Exercise. Shorten the comment beginning "In response to" into a brief bulleted list of its main points.

Article.
Write your answers in the comments section below


COMMENTS (8)
  • nicks6-har
    3/09/2017 - 12:46 p.m.

    The picture looks like a mix between a roller coaster and a train going down the rail.

  • arianam-
    3/13/2017 - 08:43 a.m.

    It can take them to where ever they want to go in that are, so the passengers don't have to walk. I don't know about now, but in the passage it says that in 1901, rides costed a penny. So it doesn't cost much to take the short ride anyway.

  • eharlan-dav
    3/16/2017 - 08:03 p.m.

    In response to "World's shortest railroad chugs back to life," I agree that the railroad should be reopened. One reason I agree is that it was a historic place that many people who had experienced it would tell you many stories about it and how great it is. It says in the article "Despite its recent woes, Angels Flight, listed on the National Register of Historic Places, holds a special place in the hearts of LA residents of all ages. They will tell you countless stories of coming downtown to ride it during their childhood." Even though it had killed one rider before it was closed, the mayor had said it went through changes to fix all the kinks in the system.

  • handroh-ver
    3/17/2017 - 10:11 a.m.

    It's is crazy on how they open it to use for the move called 'La La Land " but they closed it before because of its misshaped and it crashed and killed a person (passenger).

  • blaisep-smi
    3/17/2017 - 12:53 p.m.

Raw data.
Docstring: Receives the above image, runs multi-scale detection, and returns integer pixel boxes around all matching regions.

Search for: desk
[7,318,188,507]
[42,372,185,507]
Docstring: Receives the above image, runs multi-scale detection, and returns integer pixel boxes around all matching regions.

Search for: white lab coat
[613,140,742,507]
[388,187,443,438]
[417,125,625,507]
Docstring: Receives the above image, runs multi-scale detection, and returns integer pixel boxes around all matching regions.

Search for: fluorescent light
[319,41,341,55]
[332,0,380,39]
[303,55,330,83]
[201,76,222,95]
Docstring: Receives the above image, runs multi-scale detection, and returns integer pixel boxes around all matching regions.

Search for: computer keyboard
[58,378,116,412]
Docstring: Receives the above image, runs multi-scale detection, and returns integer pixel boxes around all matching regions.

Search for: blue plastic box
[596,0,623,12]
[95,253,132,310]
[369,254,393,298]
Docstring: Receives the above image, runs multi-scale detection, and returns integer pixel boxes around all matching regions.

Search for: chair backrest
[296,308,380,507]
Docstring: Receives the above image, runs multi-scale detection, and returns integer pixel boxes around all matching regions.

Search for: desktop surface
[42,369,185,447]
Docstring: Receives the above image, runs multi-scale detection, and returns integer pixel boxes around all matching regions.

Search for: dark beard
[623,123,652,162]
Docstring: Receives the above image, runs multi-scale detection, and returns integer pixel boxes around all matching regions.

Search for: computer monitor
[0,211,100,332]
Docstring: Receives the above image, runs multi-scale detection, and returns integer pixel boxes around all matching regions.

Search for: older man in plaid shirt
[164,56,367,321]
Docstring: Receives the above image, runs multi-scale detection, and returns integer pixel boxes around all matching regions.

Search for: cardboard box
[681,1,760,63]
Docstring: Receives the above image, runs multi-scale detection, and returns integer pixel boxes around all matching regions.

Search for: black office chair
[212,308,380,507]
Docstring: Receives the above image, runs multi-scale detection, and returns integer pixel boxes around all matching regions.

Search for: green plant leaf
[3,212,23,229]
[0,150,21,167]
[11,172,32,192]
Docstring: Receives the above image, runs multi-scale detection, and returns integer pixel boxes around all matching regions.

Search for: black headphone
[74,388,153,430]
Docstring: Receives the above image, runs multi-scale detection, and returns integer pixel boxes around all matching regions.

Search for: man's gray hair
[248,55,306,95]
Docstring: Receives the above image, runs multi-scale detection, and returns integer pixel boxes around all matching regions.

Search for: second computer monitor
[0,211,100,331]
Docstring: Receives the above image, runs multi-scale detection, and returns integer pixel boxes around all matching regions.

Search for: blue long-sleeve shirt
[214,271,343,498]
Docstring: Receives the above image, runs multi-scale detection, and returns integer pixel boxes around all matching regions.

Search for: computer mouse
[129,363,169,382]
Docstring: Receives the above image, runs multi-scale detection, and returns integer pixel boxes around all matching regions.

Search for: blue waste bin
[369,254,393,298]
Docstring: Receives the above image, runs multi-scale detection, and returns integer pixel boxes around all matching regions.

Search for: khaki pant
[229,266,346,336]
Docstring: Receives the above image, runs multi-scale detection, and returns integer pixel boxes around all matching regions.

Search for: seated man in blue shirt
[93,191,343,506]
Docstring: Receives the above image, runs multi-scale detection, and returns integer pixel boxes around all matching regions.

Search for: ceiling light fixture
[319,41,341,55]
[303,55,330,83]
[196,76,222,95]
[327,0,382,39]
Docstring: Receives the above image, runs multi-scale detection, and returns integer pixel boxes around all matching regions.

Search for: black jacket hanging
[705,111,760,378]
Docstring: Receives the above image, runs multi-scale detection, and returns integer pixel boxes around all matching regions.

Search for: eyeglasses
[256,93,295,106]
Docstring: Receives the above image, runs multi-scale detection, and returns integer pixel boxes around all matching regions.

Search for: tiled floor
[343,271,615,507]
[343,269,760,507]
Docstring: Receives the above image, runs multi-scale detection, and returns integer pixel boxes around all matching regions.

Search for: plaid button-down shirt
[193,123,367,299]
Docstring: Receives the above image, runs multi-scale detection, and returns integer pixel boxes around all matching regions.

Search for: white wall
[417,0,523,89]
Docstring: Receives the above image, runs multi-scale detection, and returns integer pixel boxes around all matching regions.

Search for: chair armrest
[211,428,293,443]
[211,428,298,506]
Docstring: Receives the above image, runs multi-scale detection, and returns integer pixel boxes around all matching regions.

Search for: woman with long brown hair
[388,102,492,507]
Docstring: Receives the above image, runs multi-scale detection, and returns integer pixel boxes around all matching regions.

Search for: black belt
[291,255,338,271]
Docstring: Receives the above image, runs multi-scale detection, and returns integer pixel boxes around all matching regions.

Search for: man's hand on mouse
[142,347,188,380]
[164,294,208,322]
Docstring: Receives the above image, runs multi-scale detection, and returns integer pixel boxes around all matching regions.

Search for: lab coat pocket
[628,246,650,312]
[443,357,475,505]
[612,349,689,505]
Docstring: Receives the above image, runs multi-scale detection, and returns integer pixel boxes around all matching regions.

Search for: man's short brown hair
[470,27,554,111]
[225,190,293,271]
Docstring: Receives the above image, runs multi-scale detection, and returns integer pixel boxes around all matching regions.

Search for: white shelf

Result.
- The writer agrees that the railroad in "World's shortest railroad chugs back to life" should be reopened.
- It is a historic place, and people who rode it tell many stories about it and how great it is.
- The article says Angels Flight is on the National Register of Historic Places and is special to LA residents of all ages, who remember riding it as children.
- It killed one rider before it closed, but the mayor said changes had fixed the system's kinks.